| TEXT BLOCK |
>>>>

Monday, August 15, 2016

A Look at Justin Maese photo

   When former GM Alex Anthopoulos went on his shopping spree over a year ago prior to the trade deadline, he was able to hang onto much of the club's upper level talent depth.  He did, however, deal much of its middle level talent base in order to put deals together that resulted in a division title.  The top level prospects, like Anthony Alford, Conner Greene, Sean Reid-Foley, Richard Urena, and Rowdy Tellez, remained intact, and now the next wave of prospects is just starting to get established in Low A ball. RHP Justin Maese is at the forefront of that group.
   Maese (say "My-EH-zee) grew up in the football hotbed of El Paso, TX, which is off the beaten path for baseball scouts.  A high school QB and punter, he was headed the college football route, but began to attract minor attention when he hit 96 on the gun in the spring of 2015.  Credit goes to the Blue Jays, who developed a knack for unearthing talent in non-traditional baseball markets under Anthopoulos, and Blue Texas scout Gerald Murray, who talked Maese out of his football commitment, and  he signed with Toronto after being selected in the 3rd round last June.

<<<<

| JOB A |
Format the stretch of the listing from its start through the line containing "[[160, 67]]" as a Markdown table with the columns Row and Line, leaving out blank lines.
The listing that comes next is unrelated to the post about Justin Maese.

| INPUT FOR THIS TASK |
>>>>

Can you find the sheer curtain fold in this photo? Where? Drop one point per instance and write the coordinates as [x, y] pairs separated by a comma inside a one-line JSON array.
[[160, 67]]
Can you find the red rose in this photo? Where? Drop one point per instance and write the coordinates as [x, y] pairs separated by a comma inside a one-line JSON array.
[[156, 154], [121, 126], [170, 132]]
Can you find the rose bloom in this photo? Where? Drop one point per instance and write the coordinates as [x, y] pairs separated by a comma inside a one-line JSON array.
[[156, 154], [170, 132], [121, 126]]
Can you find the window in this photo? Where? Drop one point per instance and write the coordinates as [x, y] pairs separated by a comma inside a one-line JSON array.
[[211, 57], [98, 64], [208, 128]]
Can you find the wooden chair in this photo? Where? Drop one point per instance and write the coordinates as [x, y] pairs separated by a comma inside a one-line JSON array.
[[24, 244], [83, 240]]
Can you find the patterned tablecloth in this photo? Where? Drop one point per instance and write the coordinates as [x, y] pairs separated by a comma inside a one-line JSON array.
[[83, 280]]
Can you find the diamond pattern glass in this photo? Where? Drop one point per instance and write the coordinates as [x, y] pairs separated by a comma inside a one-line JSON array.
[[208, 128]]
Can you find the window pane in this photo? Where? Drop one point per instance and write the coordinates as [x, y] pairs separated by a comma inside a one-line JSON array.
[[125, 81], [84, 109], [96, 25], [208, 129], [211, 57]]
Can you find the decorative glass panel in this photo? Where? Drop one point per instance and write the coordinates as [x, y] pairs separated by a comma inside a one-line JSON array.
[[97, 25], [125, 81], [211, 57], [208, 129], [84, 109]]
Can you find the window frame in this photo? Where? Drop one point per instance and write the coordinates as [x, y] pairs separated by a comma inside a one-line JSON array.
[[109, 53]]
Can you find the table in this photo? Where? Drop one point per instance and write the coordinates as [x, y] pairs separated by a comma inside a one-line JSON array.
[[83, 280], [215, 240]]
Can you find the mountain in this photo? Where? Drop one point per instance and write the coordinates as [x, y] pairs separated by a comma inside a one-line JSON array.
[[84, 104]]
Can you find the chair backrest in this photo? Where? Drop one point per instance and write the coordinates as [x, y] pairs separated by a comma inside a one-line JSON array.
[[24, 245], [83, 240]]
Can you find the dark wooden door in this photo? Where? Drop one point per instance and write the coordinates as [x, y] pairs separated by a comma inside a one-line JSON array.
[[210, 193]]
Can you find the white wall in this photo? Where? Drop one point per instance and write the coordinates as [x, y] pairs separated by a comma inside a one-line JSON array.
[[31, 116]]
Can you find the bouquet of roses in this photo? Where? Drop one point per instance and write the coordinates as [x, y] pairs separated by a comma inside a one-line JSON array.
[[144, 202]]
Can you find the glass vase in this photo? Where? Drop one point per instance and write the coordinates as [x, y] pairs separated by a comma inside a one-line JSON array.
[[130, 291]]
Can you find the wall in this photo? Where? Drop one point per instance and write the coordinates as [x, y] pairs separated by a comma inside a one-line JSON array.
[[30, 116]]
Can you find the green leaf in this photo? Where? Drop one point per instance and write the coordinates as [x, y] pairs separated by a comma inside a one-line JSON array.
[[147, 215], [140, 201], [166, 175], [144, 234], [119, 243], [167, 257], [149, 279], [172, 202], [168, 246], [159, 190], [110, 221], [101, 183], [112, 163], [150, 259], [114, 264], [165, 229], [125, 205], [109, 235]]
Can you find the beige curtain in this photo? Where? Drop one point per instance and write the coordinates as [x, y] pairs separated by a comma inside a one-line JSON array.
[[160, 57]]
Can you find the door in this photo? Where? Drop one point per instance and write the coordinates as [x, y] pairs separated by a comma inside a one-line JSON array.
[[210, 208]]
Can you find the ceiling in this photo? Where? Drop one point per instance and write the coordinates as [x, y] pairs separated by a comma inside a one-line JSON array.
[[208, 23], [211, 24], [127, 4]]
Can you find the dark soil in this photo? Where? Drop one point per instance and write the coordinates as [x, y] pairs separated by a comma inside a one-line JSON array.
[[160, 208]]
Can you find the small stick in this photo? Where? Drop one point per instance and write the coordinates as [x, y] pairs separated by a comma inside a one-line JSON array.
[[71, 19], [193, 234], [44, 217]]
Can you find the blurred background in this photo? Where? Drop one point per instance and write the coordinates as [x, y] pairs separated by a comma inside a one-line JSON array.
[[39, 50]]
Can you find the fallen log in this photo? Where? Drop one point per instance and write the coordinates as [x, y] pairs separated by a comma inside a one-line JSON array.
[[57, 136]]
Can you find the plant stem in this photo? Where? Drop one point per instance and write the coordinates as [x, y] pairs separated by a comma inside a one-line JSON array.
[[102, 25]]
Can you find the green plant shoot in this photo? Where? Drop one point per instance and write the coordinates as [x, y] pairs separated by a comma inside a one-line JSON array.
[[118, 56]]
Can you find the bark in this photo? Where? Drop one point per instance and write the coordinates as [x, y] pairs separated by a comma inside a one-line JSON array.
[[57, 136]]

<<<<

| JOB B |
Translate this sentence from the post on Justin Maese into Spanish: "RHP Justin Maese is at the forefront of that group."

| TASK SOLUTION A |
| Row | Line |
|---|---|
| 1 | Can you find the sheer curtain fold in this photo? Where? Drop one point per instance and write the coordinates as [x, y] pairs separated by a comma inside a one-line JSON array. |
| 2 | [[160, 67]] |

| TASK SOLUTION B |
El lanzador derecho Justin Maese está a la vanguardia de ese grupo.